PASSAGE GIVEN -
____
# 2014 RRSP overpayment



## bleagues (Sep 24, 2013)

In January of 2014 I made an RRSP contribution (trying to maximize full RRSP benefit) that I was going to use for my 2014 tax filing year during the Spring of 2015. The amount I contributed was based off of my 2012 tax return that I received during the Spring of 2013. I had assumed my RRSP limit would be similar seeing as my income for both years was similar. 

Well, after receiving my 2013 return in the mail I noticed my 2014 RRSP limit was about $4000 less than what I had assumed it may be (my earnings were similar year over year, but my pension adjustment was higher for the 2013 tax year). 

So, I am now realizing I have made an approximate $4000 over contribution to my RRSP. I also had already been using the $2000 allowable over contribution limit, so does this mean I am about $6000 over the limit and subject to penalties?

I have been to the CRA website, but it appears to deal with over contributions for the current tax season, not for someone who is ahead of the game and realizes they have screwed up for the next tax season.

Does anyone have any suggestions?

Or should I just withdraw $6000 from my RRSP?

Thanks in advance


----------



## Eclectic12 (Oct 20, 2010)

[ deleted old post ]

This article seems to say that since it was in the first two months of 2014 for the 2014 tax return, it won't be considered until the 2014 tax return is filed.



> ... Another way people can make an honest mistake is through confusion over which tax year an RRSP contribution is intended.
> 
> For example, a contribution made in the first two months of 2005 can be used either on your 2004 or 2005 tax return. This usually works to your advantage, says Brian Quinlan, a partner with Campbell Lawless Chartered Accountants. Since January's overcontribution can be applied to next year's tax return, many who think they have overcontributed actually haven't.


http://www.financialpost.com/story.html?id=4657a5f0-5930-47d1-8bdc-8fd80ab43fb3&k=23758


So the question seems to be whether stopping future RRSP contributions means that the 2015 RRSP limit will correct the problem.


It is an old article where I believe a lot more reporting is being done automatically via computers, so you probably should check with a tax professional.


Cheers


*PS*

More food for thought:
http://www.advisor.ca/tax/tax-news/over-contribution-retribution-75829
http://www.moneysense.ca/columns/above-the-rrsp-limit


----------



## blueeyetea (Feb 27, 2013)

I thought you could carry forward what you couldn't claim this year to another year - for example, in 2016 for 2015. Look up schedule 7, section D of the 2013 tax guide.


----------



## OptsyEagle (Nov 29, 2009)

I can't exactly follow whether you are currently $6000 over-contributed or $4,000 over-contributed, but it does sound like you are over-contributed. You will need to take back out of your RRSP the total amount of over-contribution minus $2,000, immediately. CRA will be calculating a 1% penalty per month on that amount, hence why doing it now is a lot better then waiting for them to let you know.

The withdraws are done under this form, which allows your financial institution to give you back these amounts without withholding tax.
____
Dataset items:
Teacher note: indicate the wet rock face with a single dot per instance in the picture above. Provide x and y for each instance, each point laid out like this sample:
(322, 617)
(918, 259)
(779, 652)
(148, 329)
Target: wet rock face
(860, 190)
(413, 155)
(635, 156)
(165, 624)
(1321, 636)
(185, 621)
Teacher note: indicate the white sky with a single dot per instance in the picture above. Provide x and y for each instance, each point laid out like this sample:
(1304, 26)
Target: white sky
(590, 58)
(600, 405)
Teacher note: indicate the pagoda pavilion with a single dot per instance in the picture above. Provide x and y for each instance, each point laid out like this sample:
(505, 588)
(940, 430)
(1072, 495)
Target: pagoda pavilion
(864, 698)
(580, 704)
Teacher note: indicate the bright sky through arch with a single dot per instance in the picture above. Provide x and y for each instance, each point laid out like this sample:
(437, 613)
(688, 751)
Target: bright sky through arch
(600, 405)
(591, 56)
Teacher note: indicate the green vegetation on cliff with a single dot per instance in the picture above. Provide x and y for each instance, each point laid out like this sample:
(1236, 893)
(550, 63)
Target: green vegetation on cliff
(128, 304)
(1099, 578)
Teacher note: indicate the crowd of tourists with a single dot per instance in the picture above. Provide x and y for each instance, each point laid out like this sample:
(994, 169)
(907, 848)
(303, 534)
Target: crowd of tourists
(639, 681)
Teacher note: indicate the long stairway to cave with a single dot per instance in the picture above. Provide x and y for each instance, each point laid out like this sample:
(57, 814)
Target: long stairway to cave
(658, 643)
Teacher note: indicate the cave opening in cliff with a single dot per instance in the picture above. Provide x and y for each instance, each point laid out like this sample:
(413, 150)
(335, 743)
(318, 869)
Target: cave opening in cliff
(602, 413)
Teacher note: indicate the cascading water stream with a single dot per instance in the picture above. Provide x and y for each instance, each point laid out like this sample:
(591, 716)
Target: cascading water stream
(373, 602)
____
THE PROBLEM - Copy the part of the RRSP overcontribution thread that starts at "So, I am now" and ends at "subject to penalties?", word for word.

OUTPUT OF THE TASK -
So, I am now realizing I have made an approximate $4000 over contribution to my RRSP. I also had already been using the $2000 allowable over contribution limit, so does this mean I am about $6000 over the limit and subject to penalties?